* [Requirements]: Give only the number of lines in the rows below that contain the string "record". Case counts.

* [Task inputs]:
^^^^^^^^^^^^^^^^

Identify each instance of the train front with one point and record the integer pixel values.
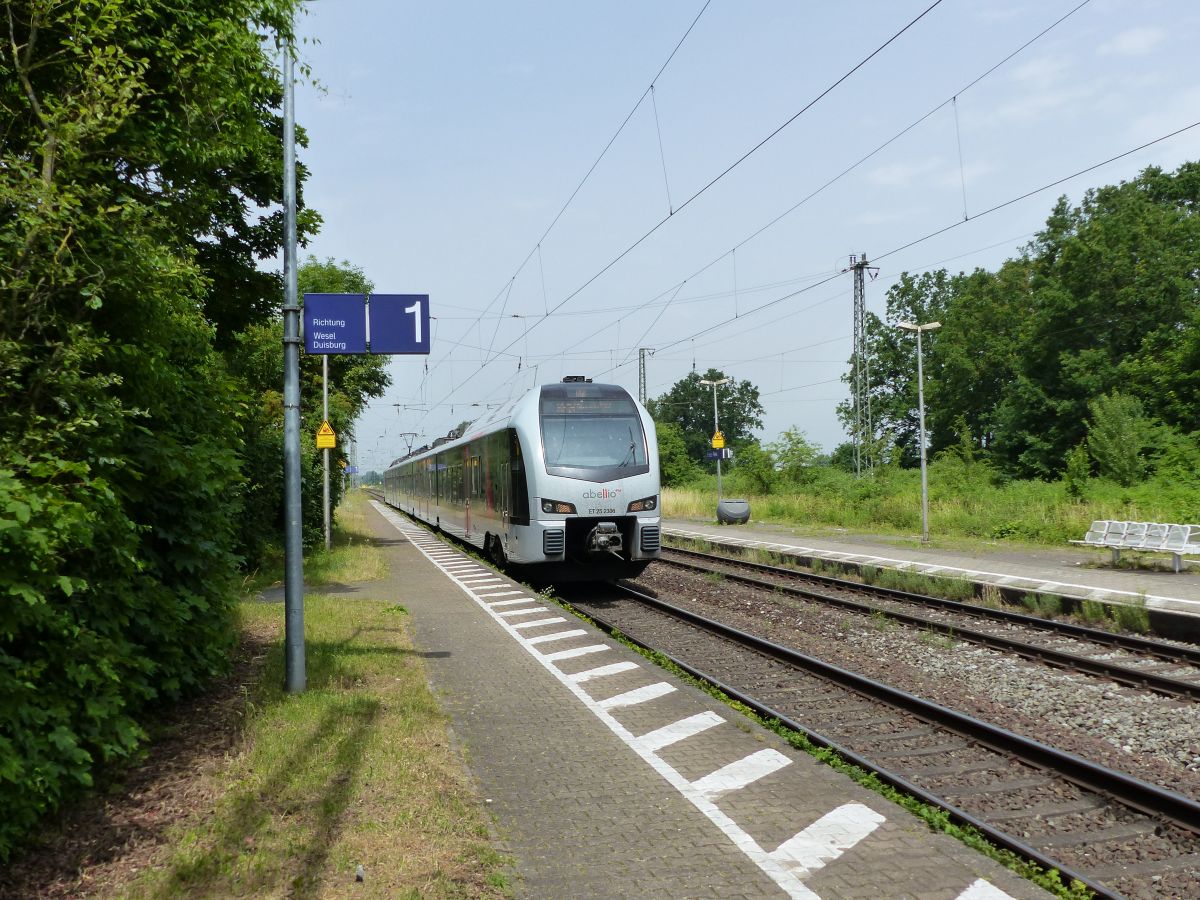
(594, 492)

^^^^^^^^^^^^^^^^

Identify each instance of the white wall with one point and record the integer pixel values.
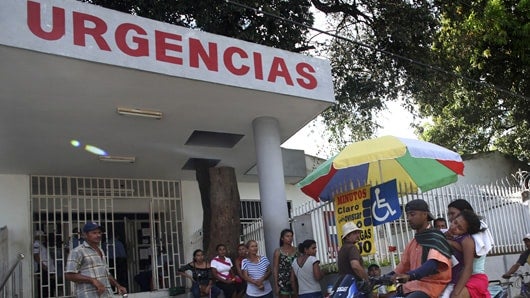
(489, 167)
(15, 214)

^^^^^^^^^^^^^^^^

* [Solution for this problem]: 2